Quoted text ▸
══════════════════════════════

'Marry him, murder him or do anything you like with him' - Conan Doyle's imprimatur.

Doyle himself famously testified to his most famous fictional character's ability to take on a life independent of his creator: 'He takes my mind from better things', he wrote of Holmes, confessing 'That pale clear-cut face and loose-limbed figure was taking up an undue share of my imagination.' Many actors who've played Holmes on stage and screen, immersing themselves in his character for months on end, have confessed to being similarly 'taken over' in a way so powerful that they've had to fight for their own identity: 'I became obsessed … during the last seven years I have merged myself so much with Holmes that I have at last reached saturation point.' (Basil Rathbone). 'Some actors have actually become suicidal playing him … I jettison him as fast as I can come the end of the day … He's very dangerous.' (Jeremy Brett).

For Doyle, the solution seemed simple: in The Adventure of the Final Problem, written in 1893 but set in 1891, he sent Holmes to his death, plunging over the Reichenbach Falls in Moriarty's deadly embrace. But Holmes, is seemed, had no wish to die and fought for his life with an energy that finally overwhelmed his creator. Public outrage at his fictional demise grew to such a pitch that black armbands were seen on the streets of London and a stream of abusive letters poured into the offices of The Strand. Doyle held out for nine years, writing the retrospective The Hound of the Baskervilles as a sop to his angry readers, but was eventually persuaded in 1902 to resurrect the great detective in The Adventure of the Empty House.

As the years went by Doyle maintained an uneasy peace with his prodigal creation, but showed no desire even to attempt to control the way he was presented on radio, play or film. As early as 1899, The American actor William Gillette, playing Holmes on stage in a story of his own invention, telegraphed to Doyle 'May I marry Holmes?' and received the reply, 'You may marry him, murder him, or do anything you like with him. AD.' Doyle watched Eille Norwood filming scenes for the silent movies made in the 1920s, and saw the fifty-six year old Arthur Wontner's portrayal of Holmes in one of the first talking pictures made in Britain; he did not live to see the famous Basil Rathbone/Nigel Bruce pairing which from the 1940s onwards became viewed as the definitive Holmes and Watson – the all-English man of action and the genial old buffer – but if he had, he would probably have raised no word of protest.

══════════════════════════════

(Records of labeled boxes)

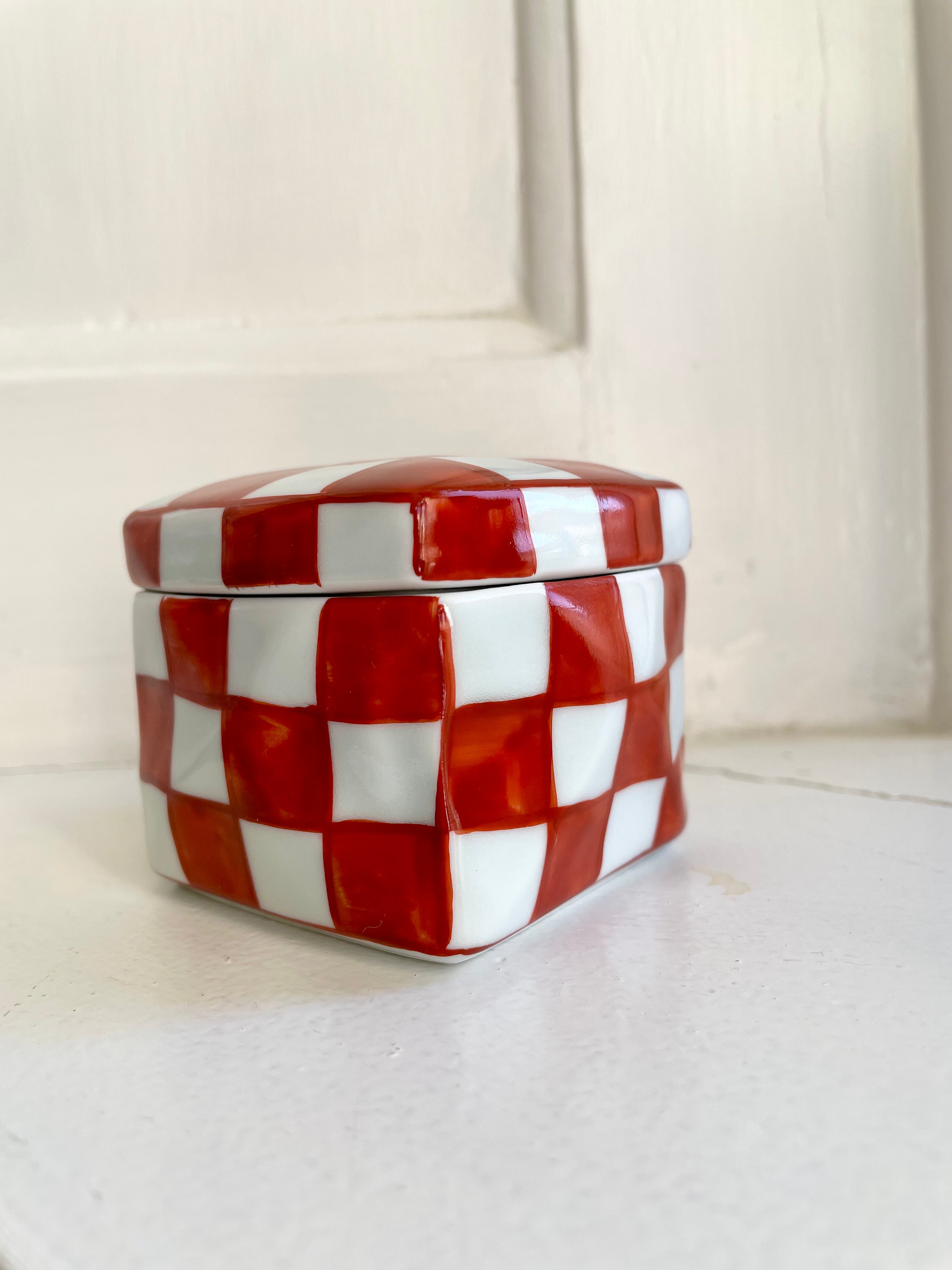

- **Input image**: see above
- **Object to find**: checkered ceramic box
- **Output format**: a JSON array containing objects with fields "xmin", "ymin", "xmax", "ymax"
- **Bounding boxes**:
[{"xmin": 134, "ymin": 460, "xmax": 684, "ymax": 960}]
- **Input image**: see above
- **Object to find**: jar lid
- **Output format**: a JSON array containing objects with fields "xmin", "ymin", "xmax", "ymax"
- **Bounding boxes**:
[{"xmin": 123, "ymin": 459, "xmax": 690, "ymax": 594}]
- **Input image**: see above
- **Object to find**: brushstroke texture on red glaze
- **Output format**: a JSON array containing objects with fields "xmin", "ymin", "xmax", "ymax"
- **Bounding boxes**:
[
  {"xmin": 123, "ymin": 457, "xmax": 684, "ymax": 594},
  {"xmin": 136, "ymin": 571, "xmax": 685, "ymax": 956}
]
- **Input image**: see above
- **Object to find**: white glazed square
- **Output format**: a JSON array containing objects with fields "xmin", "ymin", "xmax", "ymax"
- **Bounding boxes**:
[
  {"xmin": 448, "ymin": 824, "xmax": 548, "ymax": 949},
  {"xmin": 240, "ymin": 821, "xmax": 334, "ymax": 926},
  {"xmin": 132, "ymin": 591, "xmax": 169, "ymax": 679},
  {"xmin": 229, "ymin": 596, "xmax": 326, "ymax": 706},
  {"xmin": 327, "ymin": 721, "xmax": 442, "ymax": 824},
  {"xmin": 159, "ymin": 507, "xmax": 222, "ymax": 591},
  {"xmin": 616, "ymin": 569, "xmax": 666, "ymax": 681},
  {"xmin": 140, "ymin": 784, "xmax": 187, "ymax": 881},
  {"xmin": 552, "ymin": 700, "xmax": 628, "ymax": 806},
  {"xmin": 520, "ymin": 485, "xmax": 608, "ymax": 578},
  {"xmin": 598, "ymin": 776, "xmax": 665, "ymax": 878},
  {"xmin": 170, "ymin": 697, "xmax": 229, "ymax": 803},
  {"xmin": 440, "ymin": 583, "xmax": 551, "ymax": 706}
]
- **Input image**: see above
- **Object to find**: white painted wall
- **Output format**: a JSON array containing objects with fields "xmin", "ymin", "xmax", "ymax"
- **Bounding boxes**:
[{"xmin": 0, "ymin": 0, "xmax": 932, "ymax": 766}]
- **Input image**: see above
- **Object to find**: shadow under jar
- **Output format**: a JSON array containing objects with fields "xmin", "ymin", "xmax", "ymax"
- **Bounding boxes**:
[{"xmin": 124, "ymin": 459, "xmax": 690, "ymax": 961}]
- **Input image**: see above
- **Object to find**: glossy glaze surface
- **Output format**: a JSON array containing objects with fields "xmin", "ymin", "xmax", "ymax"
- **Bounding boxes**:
[
  {"xmin": 124, "ymin": 457, "xmax": 690, "ymax": 594},
  {"xmin": 134, "ymin": 565, "xmax": 685, "ymax": 959}
]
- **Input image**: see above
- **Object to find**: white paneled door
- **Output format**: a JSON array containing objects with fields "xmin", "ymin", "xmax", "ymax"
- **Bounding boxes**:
[{"xmin": 0, "ymin": 0, "xmax": 932, "ymax": 767}]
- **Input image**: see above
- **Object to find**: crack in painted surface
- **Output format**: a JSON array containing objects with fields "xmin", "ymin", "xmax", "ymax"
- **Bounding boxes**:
[{"xmin": 684, "ymin": 763, "xmax": 952, "ymax": 808}]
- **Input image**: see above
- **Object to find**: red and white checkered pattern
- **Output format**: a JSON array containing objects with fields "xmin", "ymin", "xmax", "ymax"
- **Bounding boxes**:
[
  {"xmin": 134, "ymin": 565, "xmax": 685, "ymax": 959},
  {"xmin": 124, "ymin": 459, "xmax": 690, "ymax": 594}
]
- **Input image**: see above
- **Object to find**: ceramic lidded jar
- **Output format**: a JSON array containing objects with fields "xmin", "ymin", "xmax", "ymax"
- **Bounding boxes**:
[{"xmin": 124, "ymin": 459, "xmax": 690, "ymax": 961}]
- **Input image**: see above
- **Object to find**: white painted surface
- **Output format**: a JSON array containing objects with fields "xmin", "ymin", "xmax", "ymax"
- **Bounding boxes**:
[
  {"xmin": 0, "ymin": 738, "xmax": 952, "ymax": 1270},
  {"xmin": 552, "ymin": 699, "xmax": 628, "ymax": 806},
  {"xmin": 0, "ymin": 0, "xmax": 933, "ymax": 766},
  {"xmin": 576, "ymin": 0, "xmax": 934, "ymax": 730},
  {"xmin": 327, "ymin": 721, "xmax": 443, "ymax": 824},
  {"xmin": 915, "ymin": 0, "xmax": 952, "ymax": 728},
  {"xmin": 226, "ymin": 596, "xmax": 326, "ymax": 706},
  {"xmin": 440, "ymin": 582, "xmax": 551, "ymax": 706},
  {"xmin": 447, "ymin": 824, "xmax": 548, "ymax": 949},
  {"xmin": 0, "ymin": 0, "xmax": 520, "ymax": 326}
]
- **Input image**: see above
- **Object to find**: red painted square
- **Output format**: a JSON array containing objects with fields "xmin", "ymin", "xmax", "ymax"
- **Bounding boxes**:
[
  {"xmin": 317, "ymin": 596, "xmax": 443, "ymax": 723},
  {"xmin": 613, "ymin": 674, "xmax": 672, "ymax": 790},
  {"xmin": 169, "ymin": 791, "xmax": 258, "ymax": 908},
  {"xmin": 594, "ymin": 484, "xmax": 664, "ymax": 569},
  {"xmin": 221, "ymin": 499, "xmax": 317, "ymax": 587},
  {"xmin": 324, "ymin": 822, "xmax": 452, "ymax": 952},
  {"xmin": 122, "ymin": 512, "xmax": 162, "ymax": 587},
  {"xmin": 546, "ymin": 578, "xmax": 635, "ymax": 705},
  {"xmin": 159, "ymin": 596, "xmax": 231, "ymax": 709},
  {"xmin": 414, "ymin": 489, "xmax": 536, "ymax": 582},
  {"xmin": 654, "ymin": 742, "xmax": 688, "ymax": 847},
  {"xmin": 222, "ymin": 697, "xmax": 331, "ymax": 831},
  {"xmin": 532, "ymin": 794, "xmax": 612, "ymax": 922},
  {"xmin": 447, "ymin": 697, "xmax": 553, "ymax": 829},
  {"xmin": 136, "ymin": 674, "xmax": 173, "ymax": 791},
  {"xmin": 661, "ymin": 564, "xmax": 685, "ymax": 666}
]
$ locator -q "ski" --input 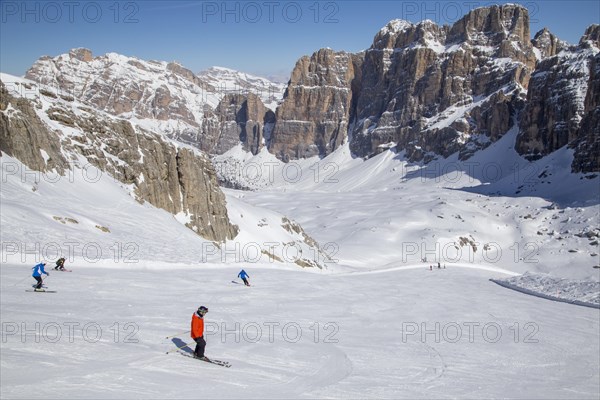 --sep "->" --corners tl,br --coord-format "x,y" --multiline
178,351 -> 231,368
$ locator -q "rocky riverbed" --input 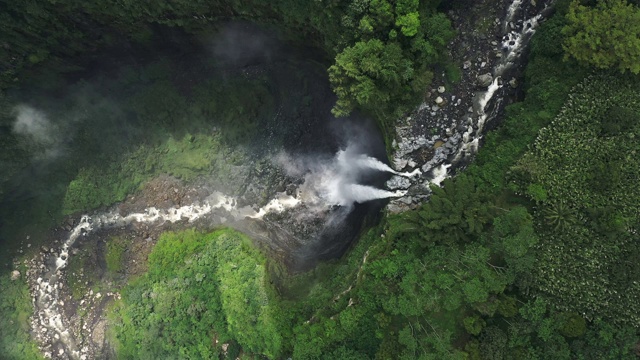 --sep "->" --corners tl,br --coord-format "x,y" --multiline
387,0 -> 552,212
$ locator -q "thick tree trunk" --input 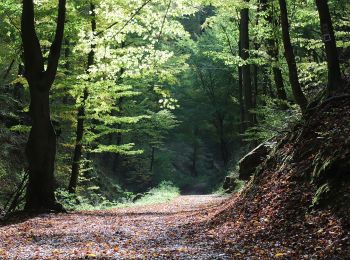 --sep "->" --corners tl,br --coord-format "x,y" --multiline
68,3 -> 96,193
25,86 -> 60,210
316,0 -> 343,95
21,0 -> 66,211
279,0 -> 307,112
260,0 -> 287,100
240,3 -> 254,128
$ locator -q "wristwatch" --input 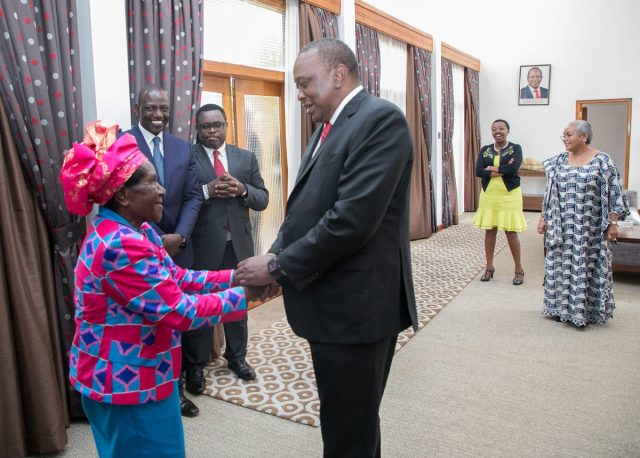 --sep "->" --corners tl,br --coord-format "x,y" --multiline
267,256 -> 287,279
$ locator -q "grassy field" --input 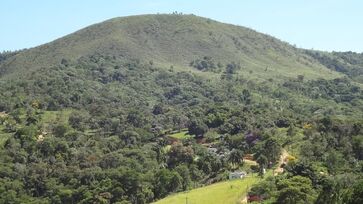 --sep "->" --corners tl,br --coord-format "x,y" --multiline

══════════════════════════════

Directive ▸ Reproduce verbatim the portion of the text on Conan Doyle and Holmes between "For Doyle, the" and "the Empty House.", inclusive.

Written response ▸
For Doyle, the solution seemed simple: in The Adventure of the Final Problem, written in 1893 but set in 1891, he sent Holmes to his death, plunging over the Reichenbach Falls in Moriarty's deadly embrace. But Holmes, is seemed, had no wish to die and fought for his life with an energy that finally overwhelmed his creator. Public outrage at his fictional demise grew to such a pitch that black armbands were seen on the streets of London and a stream of abusive letters poured into the offices of The Strand. Doyle held out for nine years, writing the retrospective The Hound of the Baskervilles as a sop to his angry readers, but was eventually persuaded in 1902 to resurrect the great detective in The Adventure of the Empty House.